[Required work]:
1. In the panic attack account, list the feelings the writer describes once the heart rate slowed.
2. Write a continuation of the panic attack account, starting after its last sentence.

[Text shown]:
- Opening Delimiter -
I really do think you're ok - we're probably all experiencing panic attacks in similar and different ways. The important thing is that sharing our experience breaks the isolation of it.

This is my experience (in grisly detail).

For me, at the beginning of a panic attack my heart races - the onset is very rapid. During my first panic attack my heart rate was so high that I recall thinking that my heart was barely pumping - it was next to useless - I had a feeling of suffocation - I couldn't get any oxygen - my throat closed over and I was unable to speak - I was gasping for breath. My clearest recollection of my first panic attack is of standing in a crowded room with people staring at me with a mixture of curiosity and contempt. In particular, I remember the pale eyes of one man who was staring at me intently, but not moving to help me. When my heart rate slowed, I felt faint, light-headed and exhausted - as though I had run a marathon (I guess my heart HAD run a marathon). I was much sicker in the couple of days afterwards - much, much more fatigued. And, of course, crushed and humiliated.
- Closing Delimiter -
[Entries provided]:
- Opening Delimiter -
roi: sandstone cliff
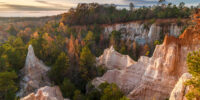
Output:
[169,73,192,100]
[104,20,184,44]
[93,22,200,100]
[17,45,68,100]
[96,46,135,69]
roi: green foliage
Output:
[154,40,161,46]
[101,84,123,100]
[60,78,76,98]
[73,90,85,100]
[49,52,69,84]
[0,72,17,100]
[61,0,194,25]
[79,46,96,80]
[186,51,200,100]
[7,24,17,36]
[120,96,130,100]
- Closing Delimiter -
- Opening Delimiter -
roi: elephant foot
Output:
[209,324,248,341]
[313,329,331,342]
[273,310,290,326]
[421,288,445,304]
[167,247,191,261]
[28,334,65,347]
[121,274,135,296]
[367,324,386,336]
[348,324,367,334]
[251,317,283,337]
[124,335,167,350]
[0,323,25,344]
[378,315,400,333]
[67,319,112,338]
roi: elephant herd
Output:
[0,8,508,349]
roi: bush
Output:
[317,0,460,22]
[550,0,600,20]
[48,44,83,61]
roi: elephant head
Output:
- Closing Delimiter -
[Your written answers]:
1. faint, light-headed, exhausted

2.
I remember crying through most of the night afterwards, then getting up in the morning, putting on my lipstick and going back to work.

This pattern has been repeated many, many times - the racing heart, suffocation, inability to speak, gasping for breath, being viewed as a basket case (and feeling like one), crying all night and picking myself up in the morning and going back.

I haven't had a panic attack now for more than six months - not because I worked out how to stop them (I haven't - I've tried many techniques and approaches, but nothing stopped them or reduced their frequency or severity), but because I stopped resisting - I have an agreement at work that I will no longer be placed under the conditions that trigger my attacks. I'm also managing my dysautonomia better now - this has had a bigger impact than any of the techniques and approaches I tried over many years.

Lieze, I think we're all ok.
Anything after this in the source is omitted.